BRIEF -
Set down all of the data that follows word for word, without the images.

INFORMATION GIVEN -
## Begin

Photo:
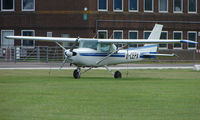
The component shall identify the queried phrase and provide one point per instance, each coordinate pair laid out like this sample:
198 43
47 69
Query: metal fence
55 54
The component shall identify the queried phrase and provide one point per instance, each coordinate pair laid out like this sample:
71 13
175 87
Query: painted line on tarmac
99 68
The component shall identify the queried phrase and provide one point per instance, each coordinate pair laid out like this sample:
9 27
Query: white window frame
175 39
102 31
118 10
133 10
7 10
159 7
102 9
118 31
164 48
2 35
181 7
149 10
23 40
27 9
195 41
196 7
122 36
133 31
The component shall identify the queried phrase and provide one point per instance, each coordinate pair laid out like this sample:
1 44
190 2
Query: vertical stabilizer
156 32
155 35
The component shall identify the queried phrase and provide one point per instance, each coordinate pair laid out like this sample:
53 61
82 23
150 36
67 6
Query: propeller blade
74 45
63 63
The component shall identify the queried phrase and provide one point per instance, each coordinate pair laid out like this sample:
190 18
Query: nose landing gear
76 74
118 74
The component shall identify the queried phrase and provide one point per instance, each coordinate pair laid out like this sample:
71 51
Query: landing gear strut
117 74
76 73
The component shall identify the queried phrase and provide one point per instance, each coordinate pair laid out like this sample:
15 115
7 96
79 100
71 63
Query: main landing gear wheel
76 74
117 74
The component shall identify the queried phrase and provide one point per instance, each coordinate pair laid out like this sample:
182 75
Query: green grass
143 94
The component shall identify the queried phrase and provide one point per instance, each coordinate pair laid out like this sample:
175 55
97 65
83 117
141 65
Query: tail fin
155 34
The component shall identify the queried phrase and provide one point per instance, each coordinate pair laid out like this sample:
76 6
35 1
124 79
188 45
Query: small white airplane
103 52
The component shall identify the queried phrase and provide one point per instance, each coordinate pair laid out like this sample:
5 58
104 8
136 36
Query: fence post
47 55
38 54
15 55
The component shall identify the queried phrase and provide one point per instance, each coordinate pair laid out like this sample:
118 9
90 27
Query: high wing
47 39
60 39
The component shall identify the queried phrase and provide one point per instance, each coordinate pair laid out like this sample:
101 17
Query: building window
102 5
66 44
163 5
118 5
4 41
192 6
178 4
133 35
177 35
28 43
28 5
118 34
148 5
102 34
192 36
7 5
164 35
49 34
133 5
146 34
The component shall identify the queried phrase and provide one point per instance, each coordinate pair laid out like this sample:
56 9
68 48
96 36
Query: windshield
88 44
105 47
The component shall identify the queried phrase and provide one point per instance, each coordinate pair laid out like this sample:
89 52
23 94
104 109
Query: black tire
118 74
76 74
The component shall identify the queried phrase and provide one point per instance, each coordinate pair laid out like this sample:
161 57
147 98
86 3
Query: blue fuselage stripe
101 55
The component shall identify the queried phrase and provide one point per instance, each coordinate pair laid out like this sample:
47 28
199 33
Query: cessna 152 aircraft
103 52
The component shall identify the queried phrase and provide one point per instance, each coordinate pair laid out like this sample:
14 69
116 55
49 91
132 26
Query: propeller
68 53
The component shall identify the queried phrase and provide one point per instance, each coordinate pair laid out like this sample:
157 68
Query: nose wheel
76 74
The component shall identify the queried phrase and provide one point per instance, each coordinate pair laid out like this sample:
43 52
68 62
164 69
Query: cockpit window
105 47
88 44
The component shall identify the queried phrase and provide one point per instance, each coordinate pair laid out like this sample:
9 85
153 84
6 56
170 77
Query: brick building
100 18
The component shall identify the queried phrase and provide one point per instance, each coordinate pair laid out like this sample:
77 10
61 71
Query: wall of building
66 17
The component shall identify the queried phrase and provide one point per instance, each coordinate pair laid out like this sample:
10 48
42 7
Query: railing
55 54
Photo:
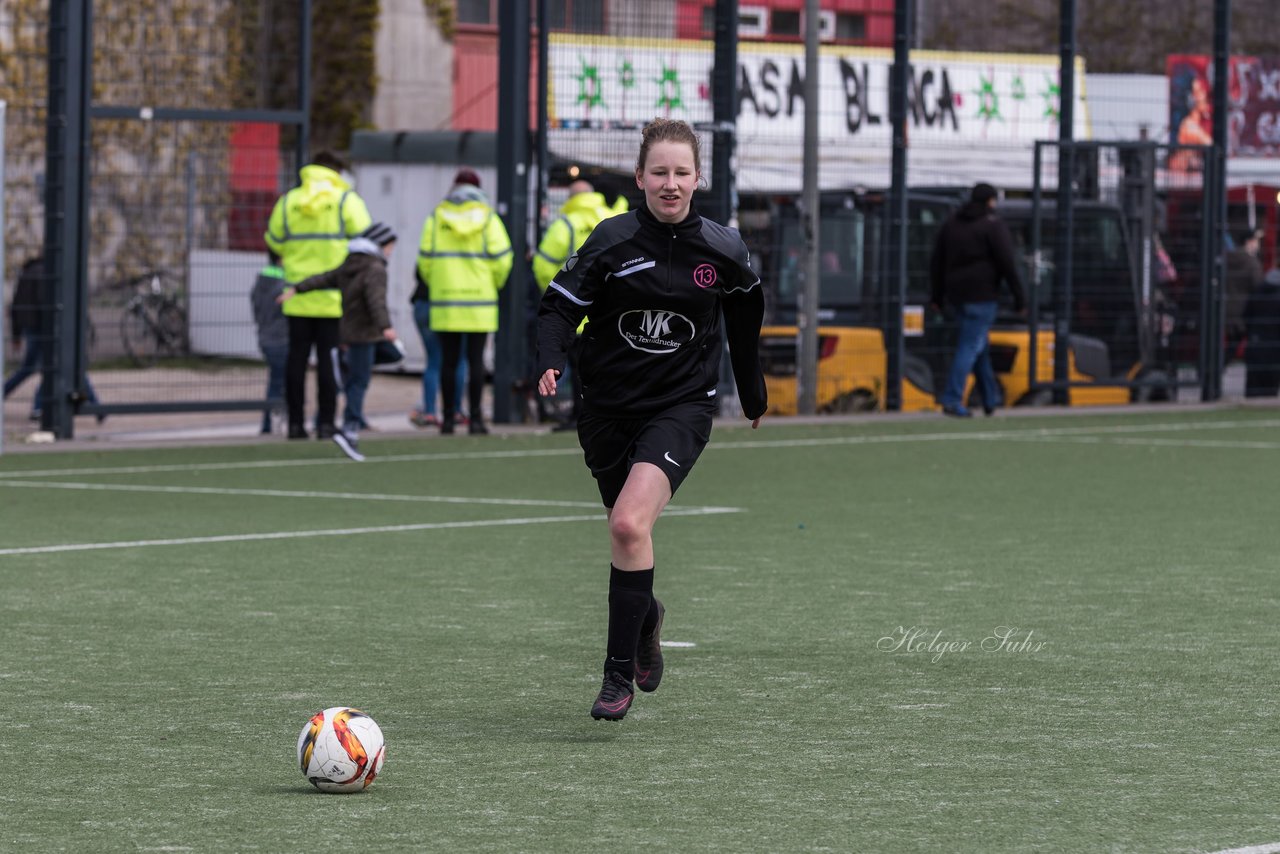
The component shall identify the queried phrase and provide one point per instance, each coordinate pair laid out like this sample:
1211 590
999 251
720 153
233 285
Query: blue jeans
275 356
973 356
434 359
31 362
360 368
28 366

## End

RESPONSE -
Photo:
The component shall identify the queried phrase and provide one point per instance, each coordinate pair laid out like this sample:
198 43
47 69
Query: metal fence
55 54
The component shall identify the queried phrase and provide one point per instance, each coordinate pair laid out like this sample:
71 13
175 87
Query: painted line on tarmac
99 68
The component shall identify the queried phrase and provide one point per instance, each coordinate pair laid out like this sample:
9 27
Query: white window frame
175 39
102 31
118 10
133 10
7 10
159 7
102 9
118 31
164 48
2 35
181 7
149 10
23 40
27 9
195 41
196 7
122 36
133 31
The component shall identify the queried phrase and provide one point per instance, each coordinate pair laid out like this sample:
1 44
190 2
Query: vertical stabilizer
156 32
155 35
The component shall identify the queried phrase and provide one point per instance, each coordinate pair laid out like this sample:
53 61
82 23
150 36
67 6
Query: propeller blade
74 45
63 63
The component shall identify the queried phrase and provide one point per instance, each coordinate pair laid out like this sample:
190 18
Query: nose landing gear
76 74
118 74
The component shall identify the queried phrase and provide one point per instance, each coordinate pair laid out like this sample:
71 51
Query: landing gear strut
117 74
76 73
The component shall identify the queried phrase and provide one point per instance, each coordinate pair laid out like this sample:
15 115
7 96
79 100
71 63
Query: main landing gear wheel
76 74
117 74
The component shall identify the queried phrase and provide one point per instance, each coordinate pair laid out like this sample:
182 75
Query: green grass
143 94
The component shall identify the queried phrase and provide one point per instance, each coordinate pair laid out like this sample:
175 55
97 65
83 117
141 65
Query: tail fin
155 34
The component shall identify the queried phrase and provide one point per instance, each coordinate pair laid out like this sample:
76 6
35 1
124 79
188 45
Query: small white airplane
103 52
The component shall identify the queried phrase and provide one point per instance, each coordinate pair laid out like this sample:
5 58
104 8
136 36
Query: fence post
47 55
38 54
15 55
The component shall identify the queried phrase and provide one point per instance, each coordinate pair laid out like this sample:
118 9
90 27
Query: high wing
47 39
60 39
The component shall identify the queried phrase and provide one point per instance, each coordinate pair laid out like this sample:
101 17
Query: building window
102 5
66 44
163 5
118 5
4 41
192 6
178 4
133 35
177 35
28 43
28 5
118 34
148 5
102 34
192 36
7 5
164 35
49 34
133 5
146 34
The component shall identify the queried phrase and provide one point per instance, each coordinate pair laid out like this sample:
56 9
68 48
96 36
Query: windshield
88 44
105 47
The component shall identify the queried phrase and provide one point per instance, each coordinate pair laid out like this sample:
89 52
23 94
104 109
Query: black tire
118 74
76 74
The component shall identify the queried phrase and provide one point per instance, each coordinate pair laid out like this sample:
161 57
147 98
86 3
Query: blue fuselage stripe
101 55
The component shall identify the queried phrase and provide one point per instance, each coordinate pair laid out like this sample:
47 28
199 33
Query: cessna 152 aircraft
103 52
The component shall identify the queried phrase and provide one point per instance, each coordinate pair laid out like this sample:
14 69
116 55
49 91
132 26
Query: propeller
68 53
The component shall identify the queried phrase and provide one point per instance, each coordinate pair laid out like this sample:
157 68
Query: nose wheel
76 74
The component shall identify the queried phrase and provide one point per instance, each coordinate pair laid out like this sample:
43 52
68 62
164 69
Query: cockpit window
105 47
88 44
The component shall identify the queried phrase and provide one point per instance, each coordinate pair laid out like this sample:
9 85
153 84
6 56
170 77
Query: brick building
100 18
The component shall identify the queried phrase and provide one point per instance, each coordinate pair laid out like this sample:
77 10
61 71
Query: wall of building
66 17
The component shall identify the queried phrase and provide one point per instance, each coordinate pair laid out like this sample:
10 48
42 7
Query: railing
55 54
Photo:
The component shall identify the queried phrase and provide one point per instance, each coordinate pair laid out like this sample:
1211 590
999 251
720 153
233 285
Query: blue jeans
275 356
973 356
434 359
31 362
360 368
28 366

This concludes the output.